Without the pictures, print each of the records below exactly as it appears.

### DATA LISTING:

§

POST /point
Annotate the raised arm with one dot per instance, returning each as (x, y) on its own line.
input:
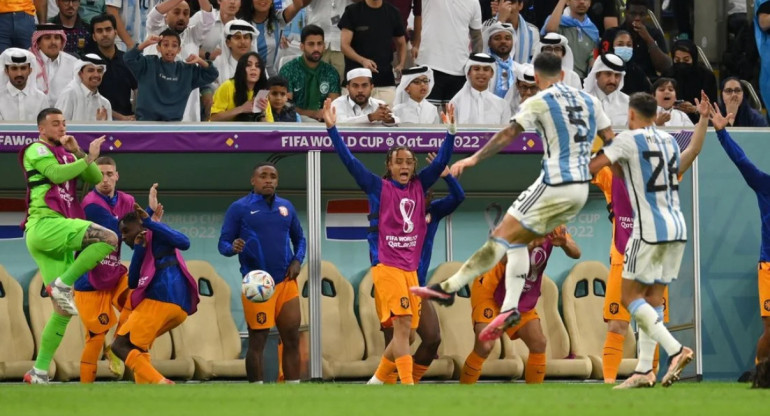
(688, 156)
(430, 174)
(755, 178)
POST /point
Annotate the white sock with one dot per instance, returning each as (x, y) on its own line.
(515, 276)
(646, 352)
(375, 380)
(482, 260)
(650, 322)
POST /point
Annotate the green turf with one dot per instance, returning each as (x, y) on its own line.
(724, 399)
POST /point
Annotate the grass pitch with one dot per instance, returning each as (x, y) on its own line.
(214, 399)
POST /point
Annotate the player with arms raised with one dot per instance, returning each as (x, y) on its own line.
(566, 119)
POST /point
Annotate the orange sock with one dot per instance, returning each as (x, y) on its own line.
(392, 378)
(385, 368)
(534, 373)
(404, 365)
(418, 370)
(612, 356)
(472, 368)
(89, 357)
(144, 372)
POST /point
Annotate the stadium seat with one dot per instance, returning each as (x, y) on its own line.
(441, 368)
(209, 336)
(67, 357)
(457, 336)
(342, 343)
(561, 363)
(16, 344)
(582, 294)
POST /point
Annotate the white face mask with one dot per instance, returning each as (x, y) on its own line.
(624, 52)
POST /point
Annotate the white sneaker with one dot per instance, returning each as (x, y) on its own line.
(34, 376)
(637, 380)
(63, 295)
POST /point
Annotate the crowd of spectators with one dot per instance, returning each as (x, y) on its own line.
(380, 61)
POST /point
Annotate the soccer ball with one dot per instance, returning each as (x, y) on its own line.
(258, 286)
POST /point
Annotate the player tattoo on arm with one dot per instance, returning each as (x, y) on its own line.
(498, 142)
(98, 234)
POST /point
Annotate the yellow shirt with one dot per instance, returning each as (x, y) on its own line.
(10, 6)
(224, 97)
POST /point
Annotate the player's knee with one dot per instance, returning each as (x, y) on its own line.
(537, 344)
(617, 326)
(111, 238)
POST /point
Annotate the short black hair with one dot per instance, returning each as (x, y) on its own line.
(171, 32)
(101, 18)
(130, 218)
(45, 112)
(311, 30)
(637, 3)
(547, 64)
(644, 104)
(277, 81)
(263, 164)
(663, 81)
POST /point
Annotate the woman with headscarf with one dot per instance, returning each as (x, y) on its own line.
(691, 77)
(234, 99)
(410, 105)
(635, 80)
(736, 108)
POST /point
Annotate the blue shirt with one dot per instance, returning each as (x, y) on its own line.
(757, 180)
(101, 216)
(438, 209)
(371, 184)
(270, 231)
(169, 284)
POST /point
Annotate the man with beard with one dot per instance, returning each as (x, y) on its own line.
(74, 27)
(499, 40)
(311, 81)
(117, 81)
(55, 227)
(81, 100)
(56, 66)
(605, 82)
(359, 106)
(581, 33)
(22, 101)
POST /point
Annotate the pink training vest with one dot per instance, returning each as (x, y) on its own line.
(61, 198)
(622, 212)
(401, 225)
(538, 259)
(107, 274)
(147, 274)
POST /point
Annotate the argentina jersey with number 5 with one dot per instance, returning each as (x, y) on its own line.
(567, 120)
(650, 161)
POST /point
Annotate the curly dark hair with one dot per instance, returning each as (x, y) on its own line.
(762, 375)
(247, 11)
(239, 78)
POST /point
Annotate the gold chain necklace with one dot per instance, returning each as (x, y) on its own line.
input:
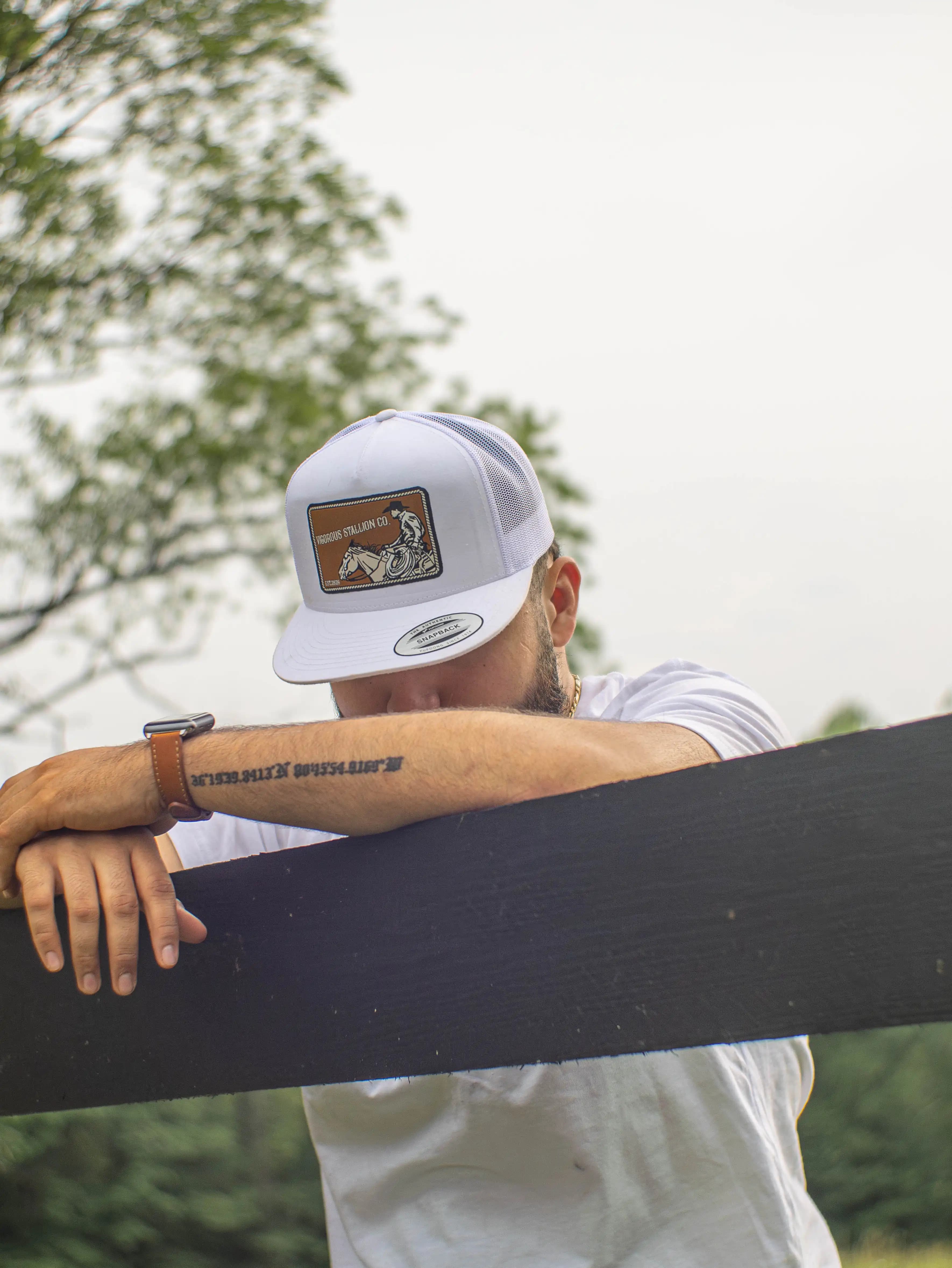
(576, 698)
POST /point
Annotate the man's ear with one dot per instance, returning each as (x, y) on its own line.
(561, 590)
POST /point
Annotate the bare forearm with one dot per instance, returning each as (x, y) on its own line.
(374, 774)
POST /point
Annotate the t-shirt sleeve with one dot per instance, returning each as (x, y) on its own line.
(222, 837)
(733, 720)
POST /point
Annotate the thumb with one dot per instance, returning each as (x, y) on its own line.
(191, 929)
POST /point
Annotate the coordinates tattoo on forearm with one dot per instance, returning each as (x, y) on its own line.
(296, 770)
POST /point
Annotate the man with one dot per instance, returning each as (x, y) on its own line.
(454, 694)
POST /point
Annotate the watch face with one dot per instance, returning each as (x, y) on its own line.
(191, 725)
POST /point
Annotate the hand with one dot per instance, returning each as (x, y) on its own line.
(120, 869)
(91, 789)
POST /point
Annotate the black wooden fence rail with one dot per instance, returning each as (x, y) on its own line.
(798, 892)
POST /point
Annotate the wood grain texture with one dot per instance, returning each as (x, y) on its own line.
(799, 892)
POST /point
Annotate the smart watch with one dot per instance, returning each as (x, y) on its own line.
(165, 739)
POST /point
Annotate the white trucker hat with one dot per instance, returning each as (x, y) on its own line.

§

### COMPLETE RESPONSE:
POST /point
Annotate the raised arm with one dot per instance, returning each as (x, y) on its own line.
input:
(688, 156)
(430, 174)
(755, 178)
POST /point
Annotate the white sock with one dot per instance, returning each as (x, y) on its own line.
(515, 276)
(646, 352)
(375, 380)
(482, 260)
(650, 322)
POST /point
Annotate the green turf with one dot per instance, returning each as (x, y) on its own line.
(724, 399)
POST /point
Annotate the grass pitch with one dot per instance, returning each as (x, y) on its own line.
(214, 399)
POST /point
Annotate the player with arms raised with one dot per instance, returning each as (x, y) on its own line.
(566, 119)
POST /point
Annotate the orange sock with one dot per instance, returning each as (x, y) on its own line.
(392, 378)
(385, 368)
(534, 373)
(404, 365)
(418, 370)
(612, 356)
(472, 368)
(89, 357)
(144, 372)
POST /point
Annotate the stadium seat with one dot per instance, returning each as (x, y) on its own line.
(441, 368)
(209, 336)
(67, 357)
(457, 336)
(342, 343)
(561, 363)
(16, 344)
(582, 294)
POST /point
Annotate the white face mask with one dot per instance, returning each as (x, y) on its own line.
(624, 52)
POST /point
Annotate the white sneaker with one dot per instance, returning each as (x, y) on its own line.
(34, 376)
(637, 380)
(63, 295)
POST /point
Annotate the crowd of spectators with one dot per instance, returning each as (x, y) on its own line.
(380, 61)
POST /point
Annotate the soccer ball with one dot per instance, returning each as (x, y) on its own line.
(258, 286)
POST /point
Annotate the player tattoo on arm with one dot per instance, returning each as (x, y) on its own line.
(498, 142)
(98, 234)
POST /point
Annotate the yellow shirt with one dot per instance, returning each as (x, y) on its own line.
(10, 6)
(224, 97)
POST /point
Annotate the player's knee with one dot per instance, returning each as (x, y) on its own line.
(537, 344)
(617, 326)
(111, 238)
POST /point
Annotate the short black hair with one dot per instance, returning each as (x, y) on its own line.
(171, 32)
(101, 18)
(130, 218)
(45, 112)
(311, 30)
(637, 3)
(547, 64)
(644, 104)
(277, 81)
(263, 164)
(663, 81)
POST /point
Annotate the woman with headscarf with one dot per instance, returning each as (x, y) on its own line.
(691, 77)
(234, 99)
(410, 105)
(635, 80)
(736, 108)
POST /point
Annotate the blue shirt with one dot per instance, returning each as (x, y) on its own line.
(757, 180)
(101, 216)
(438, 209)
(371, 184)
(270, 231)
(169, 284)
POST /point
Annotate the man with beard with one dot per instance, returning each as (x, y) on its own line.
(74, 27)
(499, 40)
(311, 81)
(117, 81)
(55, 227)
(81, 100)
(56, 66)
(605, 82)
(359, 106)
(581, 33)
(22, 101)
POST /point
Annotate the pink training vest with one dot per instance, returning each as (x, y) on its own line.
(61, 198)
(622, 212)
(401, 225)
(538, 259)
(107, 274)
(147, 274)
POST /point
Annotate the argentina jersey with number 5 with one dot per instance, returning each as (x, y) on its own line.
(567, 120)
(650, 161)
POST /point
Annotate the curly dark hair with one dot per instance, returning each as (x, y) on its own line.
(762, 375)
(247, 11)
(239, 78)
POST /point
Annotate the gold chain necklace with one dot per instance, returning each as (x, y) on its own line.
input:
(576, 698)
POST /point
Annotate the man's ear with one dot per instance, returning each as (x, y) on its own line.
(561, 590)
POST /point
Annotate the bare forearm with one dot per instance, returning each as (x, y) on its own line.
(374, 774)
POST /point
Annotate the t-shirt sleeve with one dot per instance, returning each as (x, y) on its own line.
(222, 837)
(733, 720)
POST /point
Annotate the thumb with one dot per instance, returning each as (x, y) on its own line.
(191, 929)
POST /point
Annotate the coordinates tattoo on forearm with one dot per instance, returning each as (x, y) on its own line.
(296, 770)
POST /point
Annotate the man with one dot per instance, returning each as (x, y) on its own line.
(454, 694)
POST /point
Annotate the watch face with one dot per instance, returning each as (x, y) on its own line.
(191, 725)
POST /point
Annotate the hand with one dot per instance, returning each as (x, y) on its own line.
(120, 869)
(91, 789)
POST /point
Annotate the black wooden fence rail with one dot per instance, returning each as (x, y) on its own line.
(798, 892)
POST /point
Annotate the wood grain texture with one dot per instance, returning each as (x, y) on its own line.
(799, 892)
POST /point
Annotate the smart watch with one dot per instance, returning each as (x, y) on its own line.
(165, 739)
POST /point
Annotate the white trucker hat with one dot per instance, returning each as (x, y) on its own line.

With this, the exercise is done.